EXERCISE TASK A » Shorten the paragraph of the Kerry Strug post that begins "August 1996. Kearney, Nebraska." Keep its main facts.
EXERCISE TASK B » Using the Kerry Strug post, say whether each statement agrees with it. Answer yes or no, and quote the words that decide it. (i) The trip from Salt Lake City to Kearney took one day. (ii) The writer remembers the drive in vivid detail. (iii) The women's gymnastics team competition is on that night.

EXCERPTED PASSAGE »
>> BEGIN
Friends,
I thought you might enjoy this piece from the vault. I had seven very loyal subscribers when I originally posted it.
This was a special moment in time – Olympic gymnast Kerry Strug’s immense courage when the world was watching and everything was on the line. I’m a big sports fan, and this may be the most memorable feat I’ve ever seen.
As always, thank you for your support.
Ben
August 1996. Kearney, Nebraska. I’m in a random hotel. I made it to Kearney from Salt Lake City (756 miles) in one very long day. I don’t remember much about the drive, but I don’t fault myself on that account. There wasn’t much to remember. It was flat, desolate, and hot.
I check into the hotel in the early evening and make my way to the gym as quickly as possible. Done. Sopping went, exhausted, and alone, I return to my room.
The Olympics are on. I love the Olympics. The women’s gymnastics team competition is front and center tonight.
Always searching for the next Mary Lou, I think. That red, white, and blue sprite captured our imagination.
>> END
EXCERPTED RECORDS »
>> BEGIN
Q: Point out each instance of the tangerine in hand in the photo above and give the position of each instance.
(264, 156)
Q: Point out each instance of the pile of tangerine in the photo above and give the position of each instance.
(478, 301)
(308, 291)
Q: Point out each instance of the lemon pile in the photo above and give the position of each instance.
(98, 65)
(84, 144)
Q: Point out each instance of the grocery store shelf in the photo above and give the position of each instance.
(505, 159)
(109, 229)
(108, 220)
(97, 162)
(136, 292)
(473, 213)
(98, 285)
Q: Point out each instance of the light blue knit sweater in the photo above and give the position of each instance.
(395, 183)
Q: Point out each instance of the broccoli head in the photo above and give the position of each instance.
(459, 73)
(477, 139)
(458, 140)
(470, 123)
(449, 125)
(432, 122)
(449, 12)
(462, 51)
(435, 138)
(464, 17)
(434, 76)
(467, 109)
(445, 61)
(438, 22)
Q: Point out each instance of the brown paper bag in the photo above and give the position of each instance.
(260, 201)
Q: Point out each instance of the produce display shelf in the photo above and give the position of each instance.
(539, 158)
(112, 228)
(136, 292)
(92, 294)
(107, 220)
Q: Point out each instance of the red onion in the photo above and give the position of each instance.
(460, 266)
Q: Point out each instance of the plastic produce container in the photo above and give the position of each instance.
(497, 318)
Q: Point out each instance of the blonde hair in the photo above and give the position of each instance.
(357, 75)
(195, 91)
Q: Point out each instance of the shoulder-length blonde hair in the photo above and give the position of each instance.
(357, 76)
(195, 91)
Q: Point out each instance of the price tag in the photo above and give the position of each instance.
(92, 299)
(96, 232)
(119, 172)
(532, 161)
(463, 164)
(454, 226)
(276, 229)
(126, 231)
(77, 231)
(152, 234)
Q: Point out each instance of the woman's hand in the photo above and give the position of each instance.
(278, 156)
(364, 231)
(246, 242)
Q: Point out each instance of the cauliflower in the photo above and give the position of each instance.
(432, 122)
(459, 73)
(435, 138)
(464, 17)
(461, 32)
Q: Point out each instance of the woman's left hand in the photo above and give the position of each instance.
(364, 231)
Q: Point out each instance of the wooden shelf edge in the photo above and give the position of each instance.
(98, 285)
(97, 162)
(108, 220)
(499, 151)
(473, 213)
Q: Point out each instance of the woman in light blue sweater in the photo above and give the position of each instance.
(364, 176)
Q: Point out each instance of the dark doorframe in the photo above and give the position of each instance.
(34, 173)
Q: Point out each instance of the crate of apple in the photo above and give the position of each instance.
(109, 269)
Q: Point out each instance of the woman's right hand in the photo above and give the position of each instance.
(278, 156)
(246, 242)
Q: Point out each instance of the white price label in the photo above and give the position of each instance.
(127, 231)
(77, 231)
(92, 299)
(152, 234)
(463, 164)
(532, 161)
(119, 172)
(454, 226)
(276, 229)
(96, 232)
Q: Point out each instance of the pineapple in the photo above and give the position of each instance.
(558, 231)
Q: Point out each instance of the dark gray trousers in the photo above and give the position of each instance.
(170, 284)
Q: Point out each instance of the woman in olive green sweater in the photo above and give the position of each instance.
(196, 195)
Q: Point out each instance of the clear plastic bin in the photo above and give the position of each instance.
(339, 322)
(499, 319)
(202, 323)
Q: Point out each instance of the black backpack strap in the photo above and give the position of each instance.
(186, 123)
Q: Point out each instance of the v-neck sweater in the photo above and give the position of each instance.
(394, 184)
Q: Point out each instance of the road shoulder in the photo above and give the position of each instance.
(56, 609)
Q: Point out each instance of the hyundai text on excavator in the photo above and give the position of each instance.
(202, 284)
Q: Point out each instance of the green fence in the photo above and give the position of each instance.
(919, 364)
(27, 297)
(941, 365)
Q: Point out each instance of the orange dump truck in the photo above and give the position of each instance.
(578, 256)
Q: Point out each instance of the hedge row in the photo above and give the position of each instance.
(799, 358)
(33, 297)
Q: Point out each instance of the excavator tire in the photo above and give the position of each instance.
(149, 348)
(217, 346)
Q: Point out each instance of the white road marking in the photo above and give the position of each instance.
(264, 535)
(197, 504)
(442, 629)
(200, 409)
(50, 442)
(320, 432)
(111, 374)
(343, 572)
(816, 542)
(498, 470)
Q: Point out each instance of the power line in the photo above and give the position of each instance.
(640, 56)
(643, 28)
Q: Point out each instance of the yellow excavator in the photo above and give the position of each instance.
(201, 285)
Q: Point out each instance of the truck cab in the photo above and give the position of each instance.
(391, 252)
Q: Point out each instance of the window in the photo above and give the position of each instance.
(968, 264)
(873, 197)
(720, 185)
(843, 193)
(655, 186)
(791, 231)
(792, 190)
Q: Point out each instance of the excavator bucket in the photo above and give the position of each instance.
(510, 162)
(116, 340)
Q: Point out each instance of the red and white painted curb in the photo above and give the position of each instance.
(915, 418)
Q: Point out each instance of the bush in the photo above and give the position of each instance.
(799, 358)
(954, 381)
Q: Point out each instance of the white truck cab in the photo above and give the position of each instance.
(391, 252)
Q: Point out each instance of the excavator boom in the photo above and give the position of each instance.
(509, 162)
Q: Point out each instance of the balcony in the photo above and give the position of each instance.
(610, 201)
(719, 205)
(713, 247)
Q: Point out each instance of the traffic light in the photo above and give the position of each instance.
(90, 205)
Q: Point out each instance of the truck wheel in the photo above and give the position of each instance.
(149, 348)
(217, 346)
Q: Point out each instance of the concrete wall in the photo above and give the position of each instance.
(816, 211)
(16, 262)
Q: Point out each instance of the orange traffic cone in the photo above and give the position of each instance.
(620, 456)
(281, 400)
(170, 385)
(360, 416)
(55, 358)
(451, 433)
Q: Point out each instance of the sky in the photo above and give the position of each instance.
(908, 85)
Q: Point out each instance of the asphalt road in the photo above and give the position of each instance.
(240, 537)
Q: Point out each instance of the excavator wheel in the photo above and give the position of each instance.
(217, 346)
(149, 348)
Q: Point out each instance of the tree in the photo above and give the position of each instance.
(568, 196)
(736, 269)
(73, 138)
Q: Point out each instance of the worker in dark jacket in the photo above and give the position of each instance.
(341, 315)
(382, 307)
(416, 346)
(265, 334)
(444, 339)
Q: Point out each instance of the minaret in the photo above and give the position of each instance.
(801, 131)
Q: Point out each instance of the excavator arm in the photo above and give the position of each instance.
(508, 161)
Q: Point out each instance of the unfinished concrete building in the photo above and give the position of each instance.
>> END
EXERCISE ANSWER A » In August 1996, the writer stayed at a random hotel in Kearney, Nebraska, after driving the 756 miles from Salt Lake City in one very long day. The writer remembers little of the flat, desolate, hot drive because there wasn't much to remember.

EXERCISE ANSWER B »
(i) Yes: "I made it to Kearney from Salt Lake City (756 miles) in one very long day."
(ii) No: "I don’t remember much about the drive"
(iii) Yes: "The women’s gymnastics team competition is front and center tonight."